╭─ Given entries

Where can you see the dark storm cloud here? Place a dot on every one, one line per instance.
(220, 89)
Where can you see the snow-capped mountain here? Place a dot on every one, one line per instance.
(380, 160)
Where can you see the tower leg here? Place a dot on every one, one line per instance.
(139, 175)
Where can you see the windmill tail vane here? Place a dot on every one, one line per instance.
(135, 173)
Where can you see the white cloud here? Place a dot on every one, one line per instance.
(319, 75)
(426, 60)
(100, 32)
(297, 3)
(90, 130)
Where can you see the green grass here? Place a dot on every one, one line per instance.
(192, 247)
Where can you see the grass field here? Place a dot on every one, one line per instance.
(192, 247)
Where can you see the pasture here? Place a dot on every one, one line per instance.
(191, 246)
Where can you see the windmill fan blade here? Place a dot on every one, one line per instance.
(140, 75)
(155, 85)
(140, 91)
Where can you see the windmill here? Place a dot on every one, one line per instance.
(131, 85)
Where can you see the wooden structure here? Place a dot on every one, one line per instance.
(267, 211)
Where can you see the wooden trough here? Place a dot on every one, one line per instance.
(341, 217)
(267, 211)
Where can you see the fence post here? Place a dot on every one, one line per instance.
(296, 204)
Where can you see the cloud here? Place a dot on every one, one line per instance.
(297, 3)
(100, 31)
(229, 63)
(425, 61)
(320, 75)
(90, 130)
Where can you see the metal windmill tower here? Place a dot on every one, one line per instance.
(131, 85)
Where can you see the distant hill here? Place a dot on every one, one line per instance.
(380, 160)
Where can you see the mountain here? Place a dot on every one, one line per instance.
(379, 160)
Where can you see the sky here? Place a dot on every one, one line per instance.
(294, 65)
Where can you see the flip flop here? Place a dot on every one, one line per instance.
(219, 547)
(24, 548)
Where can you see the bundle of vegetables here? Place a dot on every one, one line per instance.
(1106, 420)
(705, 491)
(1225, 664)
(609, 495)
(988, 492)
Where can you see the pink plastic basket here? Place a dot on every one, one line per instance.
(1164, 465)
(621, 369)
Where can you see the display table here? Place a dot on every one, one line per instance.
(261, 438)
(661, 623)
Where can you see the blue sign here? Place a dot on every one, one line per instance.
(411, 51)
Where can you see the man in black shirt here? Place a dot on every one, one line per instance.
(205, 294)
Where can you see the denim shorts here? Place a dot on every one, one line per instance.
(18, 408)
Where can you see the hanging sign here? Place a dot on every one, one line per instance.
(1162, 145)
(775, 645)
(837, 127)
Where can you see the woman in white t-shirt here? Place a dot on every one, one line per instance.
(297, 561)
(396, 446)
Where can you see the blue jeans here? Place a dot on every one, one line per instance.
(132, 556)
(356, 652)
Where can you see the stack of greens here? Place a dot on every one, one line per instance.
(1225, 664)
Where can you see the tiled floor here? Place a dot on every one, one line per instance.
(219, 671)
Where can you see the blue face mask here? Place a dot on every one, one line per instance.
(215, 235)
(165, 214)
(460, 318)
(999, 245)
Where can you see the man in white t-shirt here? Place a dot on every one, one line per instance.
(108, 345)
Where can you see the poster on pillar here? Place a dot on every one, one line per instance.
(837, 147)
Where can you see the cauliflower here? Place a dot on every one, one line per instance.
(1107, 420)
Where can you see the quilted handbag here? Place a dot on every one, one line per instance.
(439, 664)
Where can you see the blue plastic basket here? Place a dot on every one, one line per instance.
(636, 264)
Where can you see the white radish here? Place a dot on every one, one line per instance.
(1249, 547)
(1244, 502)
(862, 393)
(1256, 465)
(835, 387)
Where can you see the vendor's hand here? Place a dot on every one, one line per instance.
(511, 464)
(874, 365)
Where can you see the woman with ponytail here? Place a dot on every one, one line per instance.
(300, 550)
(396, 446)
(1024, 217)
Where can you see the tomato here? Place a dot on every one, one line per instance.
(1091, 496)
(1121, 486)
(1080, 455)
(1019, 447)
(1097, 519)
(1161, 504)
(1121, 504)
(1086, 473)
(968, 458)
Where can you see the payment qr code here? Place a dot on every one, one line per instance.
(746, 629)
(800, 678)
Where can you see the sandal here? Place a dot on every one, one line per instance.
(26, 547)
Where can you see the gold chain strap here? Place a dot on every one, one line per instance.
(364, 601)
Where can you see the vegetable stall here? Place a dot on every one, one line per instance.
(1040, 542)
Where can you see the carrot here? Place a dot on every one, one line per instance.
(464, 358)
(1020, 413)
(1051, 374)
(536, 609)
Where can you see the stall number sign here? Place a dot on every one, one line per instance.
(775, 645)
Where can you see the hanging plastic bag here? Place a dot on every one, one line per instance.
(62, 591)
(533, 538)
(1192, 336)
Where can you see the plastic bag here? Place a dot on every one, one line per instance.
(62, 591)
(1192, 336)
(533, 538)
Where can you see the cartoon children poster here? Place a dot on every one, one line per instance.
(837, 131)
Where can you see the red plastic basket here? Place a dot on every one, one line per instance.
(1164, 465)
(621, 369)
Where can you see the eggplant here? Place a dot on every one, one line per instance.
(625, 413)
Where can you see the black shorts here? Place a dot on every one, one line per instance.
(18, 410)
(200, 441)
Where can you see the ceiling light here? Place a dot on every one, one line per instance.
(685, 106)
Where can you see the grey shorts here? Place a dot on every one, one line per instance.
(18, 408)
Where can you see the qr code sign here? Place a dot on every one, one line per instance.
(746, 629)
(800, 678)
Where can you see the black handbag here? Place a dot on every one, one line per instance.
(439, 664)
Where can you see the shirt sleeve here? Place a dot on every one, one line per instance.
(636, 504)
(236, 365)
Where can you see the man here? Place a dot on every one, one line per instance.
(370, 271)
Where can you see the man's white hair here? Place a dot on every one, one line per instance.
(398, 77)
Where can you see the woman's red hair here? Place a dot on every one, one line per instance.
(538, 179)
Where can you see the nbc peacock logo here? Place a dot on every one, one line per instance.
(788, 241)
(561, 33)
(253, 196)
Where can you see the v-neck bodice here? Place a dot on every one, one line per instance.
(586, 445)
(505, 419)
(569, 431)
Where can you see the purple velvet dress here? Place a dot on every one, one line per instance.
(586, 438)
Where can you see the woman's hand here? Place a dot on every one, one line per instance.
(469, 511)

╰─

**Your instructions**
Render the listing above as a Markdown table with columns Row and Line, from the line containing "Where can you see the purple" through the end of the listing. Number each line and leave out any blank lines.

**Full answer**
| Row | Line |
|---|---|
| 1 | Where can you see the purple velvet dress here? Place a dot on every one, one line per instance. |
| 2 | (586, 438) |
| 3 | Where can you see the woman's hand here? Place a dot on every one, one line per instance. |
| 4 | (469, 511) |